→ **Problem description**
Pull every line with the word "Please" out of the entries below.

→ **Information**
Segment Open

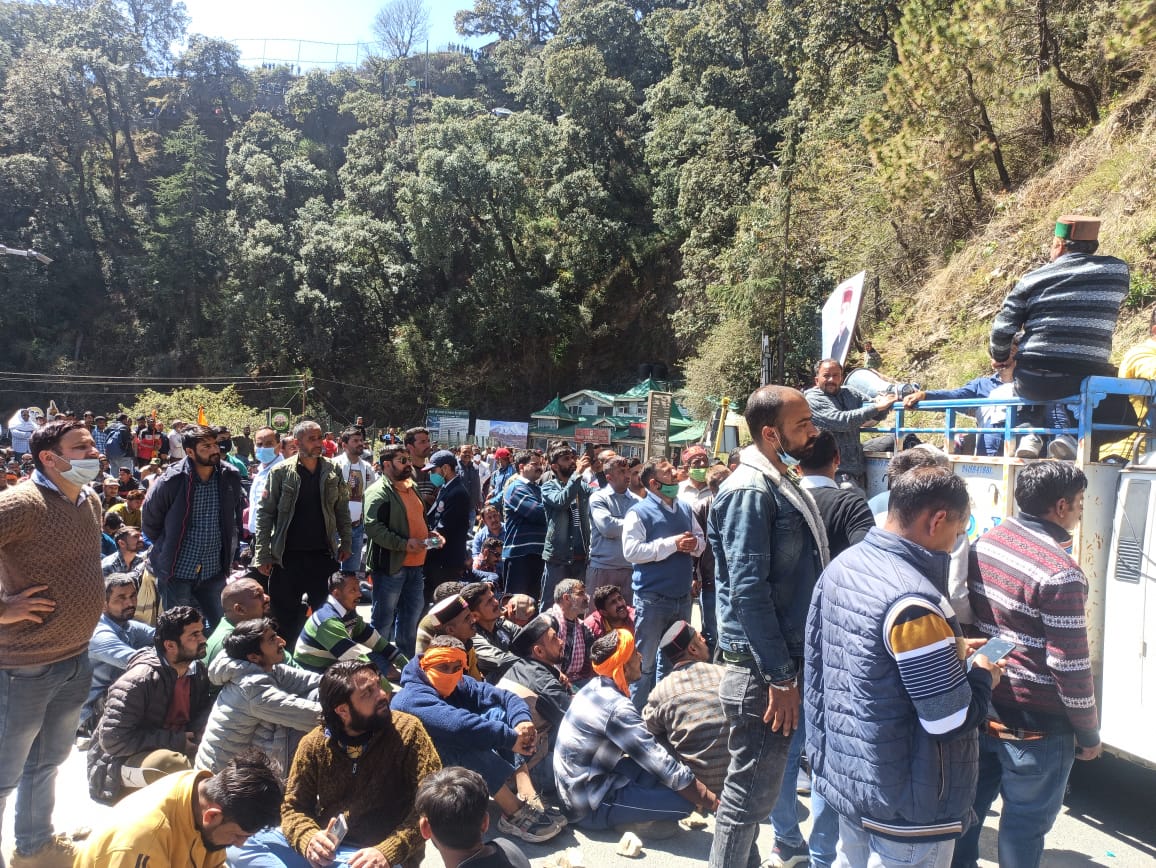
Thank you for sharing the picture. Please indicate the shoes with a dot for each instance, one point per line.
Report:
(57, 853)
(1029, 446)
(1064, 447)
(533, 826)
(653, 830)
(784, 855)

Segment Closed
Segment Open

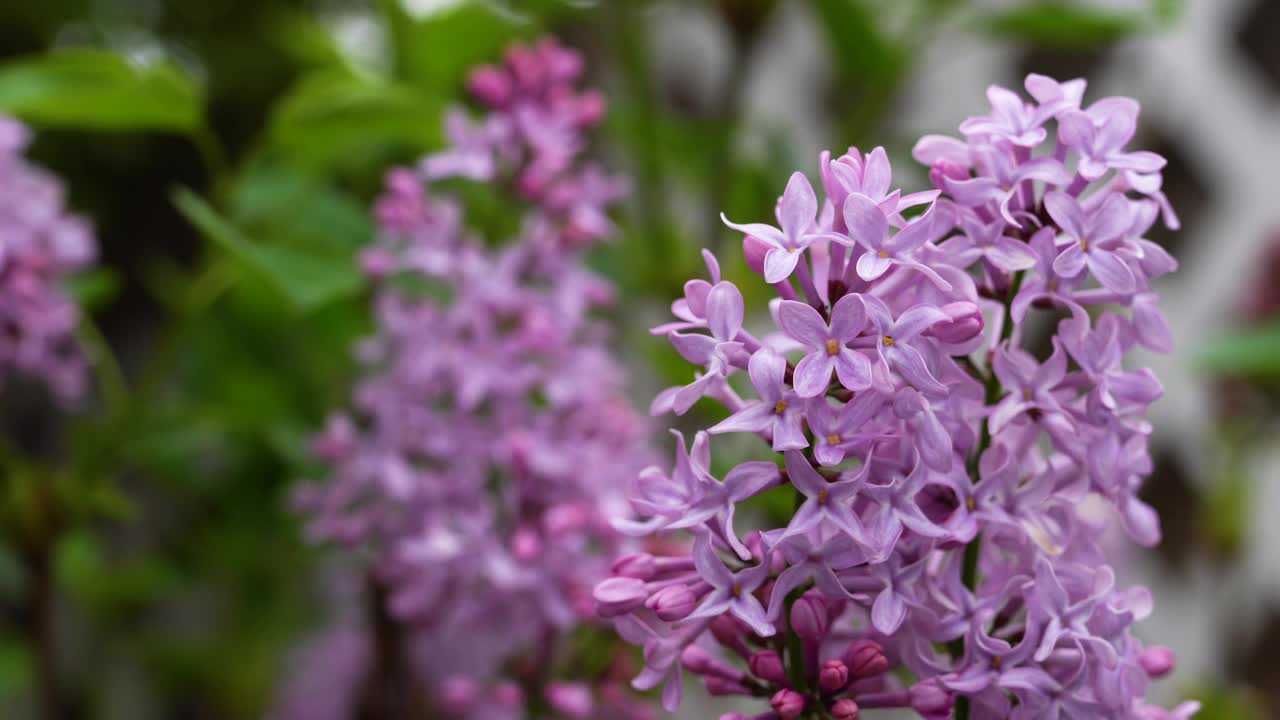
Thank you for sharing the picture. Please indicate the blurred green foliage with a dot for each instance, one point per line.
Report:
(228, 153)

Segment Closed
Segment Open

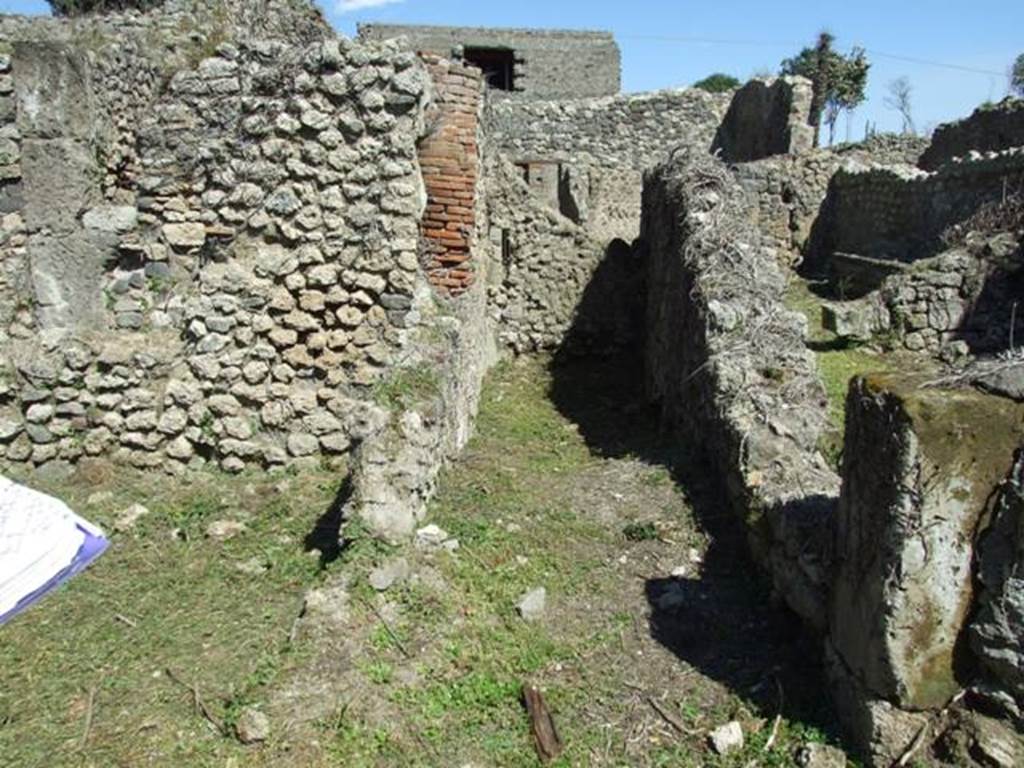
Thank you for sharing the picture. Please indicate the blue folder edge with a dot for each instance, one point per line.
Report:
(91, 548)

Segment Closed

→ **Answer to the exercise**
Thank you for sharing the picture. Please indicate the shoes with a dot for each instance, one point per line.
Thank you for sharing the picture. Please indicate the blurred green foliage with a dot for each instance, one point per line.
Thank you for sharing the picture. Please indicate the blue folder edge with a dot for each instance, one point per line.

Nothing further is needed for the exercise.